> [Source document]:
== Segment start ==
This question has received a number of good responses already and I see that one has already been checked as the best one, but I recently did a study on a list of 2,000 of the most frequent nouns in Spanish (which I subsequently whittled down to 1,800). I compiled it to answer this question:
What percentage of nouns ending in -a are masculine and what percentage of nouns ending in -o are feminine?
but in the process compiled data that may add insight to your inquiry. I can't say that what I'm about to add definitively answers your question because, for starters, I didn't look at every noun in the Spanish lexicon, but you may find it interesting, nonetheless.
First of all, I grouped these nouns into two main categories -- those that have both biological and grammatical gender (e.g., "chico") and those that have just grammatical gender (e.g., "año"). I didn't set out to study nouns that ended in -e, but thought it would be good to have a category for nouns that ended in a vowel other than -a or -o. What I discovered, among nouns with just grammatical gender, is that 97 percent of the time, if a noun does not end in -a or -o, that vowel ending is going to be -e. Only 5 words in this set of nouns ended in a vowel other than -e ("ley," "taxi," "espiritú," "menú," and "whisky").
However, to more directly answer your question:
Are the majority of words ending in e masculine or feminine?
it appears that nouns that end in -e are almost three times as likely to be masculine as they are to be feminine. I don't know how much this will help you since nouns ending in -e only appear to comprise 10 percent of nouns (across all categories -- those taking both biological and grammatical gender and those with just grammatical gender). But, if you do encounter one and need to guess, it appears that guessing that it is masculine is a good bet.
The other thing that really jumped out at me from this study of nouns appeared in the category I'll call "epicene nouns," which, linguistically, means the noun form does not change for male or female biological gender. Spanish refers to these types of nouns as "common gender" (género común) nouns. Guifa, a top contributor to this StackExchange, makes reference to this in the thread, "Origin of gender-neutral nouns ...” Examples of this include "artista," "turista," and "estudiante." For more examples, visit "Double-gendered nouns with equivalent meaning (género común)." Male and female are identified by the inclusion of an article (e.g., "el artista" for a male artist and "la artista" for a female artist) or descriptive adjective (e.g., "artista talentoso" would be referring to a male artist). What was surprising to me about this category was how many of these types of words end in neither -a (only 35%) nor -o (only 15%), but -e (63%). Then again, with so many nouns ending in -a being of feminine gender and so many of those ending in -o being of masculine, perhaps the letter -e is something of a logical choice for gender neutrality in noun forms. In other words, it should have actually seemed more surprising if the majority of these ended in -a or -o since the noun itself applies to both male and female.
EDIT: I learned even later that epicene nouns are NOT the same as common gender nouns. Please see guifa's comment below for clarification. For the record, my study lumped both epicene nouns and common gender nouns together, but I believe only two were true epicenes -- "la víctima" and "el miembro." I am not certain whether or not "el bebé" and "la mascota" are also considered epicene nouns. I am assuming "la persona" is another of these epicene nouns, but I scrubbed it from the list, uncertain of which category it should belong to. Does anyone reading this know of a good, comprehensive listing of epicene nouns? I think this would be immensely helpful to a student trying to go from the beginning level to the intermediate or advanced.
== Segment end ==
> [Provided data]:
== Segment start ==
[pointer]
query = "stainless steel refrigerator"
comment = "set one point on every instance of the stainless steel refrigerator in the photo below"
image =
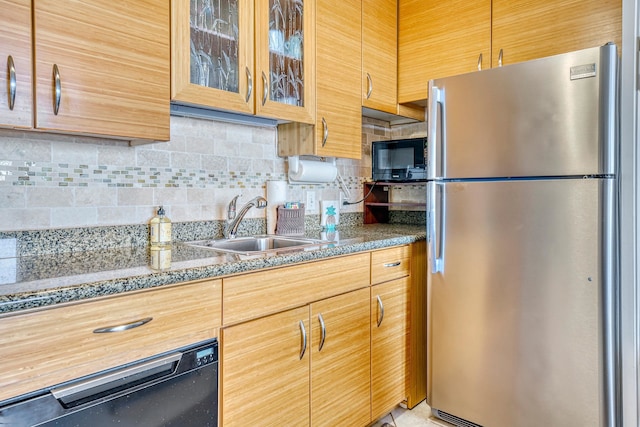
== Segment end ==
> [List of tasks]:
a – In the text on Spanish noun gender, how much more likely are nouns ending in -e to be masculine than feminine?
b – From the text on Spanish noun gender, output the passage that begins at the words "but in the process" and stops after "it interesting, nonetheless.".
c – Rewrite as a short bulleted list the paragraph of the text on Spanish noun gender that begins "First of all, I grouped these nouns", keeping its main facts.

> [Written answers]:
a – They are almost three times as likely to be masculine as feminine.

b –
but in the process compiled data that may add insight to your inquiry. I can't say that what I'm about to add definitively answers your question because, for starters, I didn't look at every noun in the Spanish lexicon, but you may find it interesting, nonetheless.

c –
- The nouns were sorted into two main groups: those with both biological and grammatical gender (e.g., "chico") and those with only grammatical gender (e.g., "año").
- A further category was added for nouns ending in a vowel other than -a or -o.
- Among nouns with only grammatical gender, 97 percent of those not ending in -a or -o end in -e.
- Only 5 words in this set ended in a vowel other than -e: "ley," "taxi," "espiritú," "menú," and "whisky."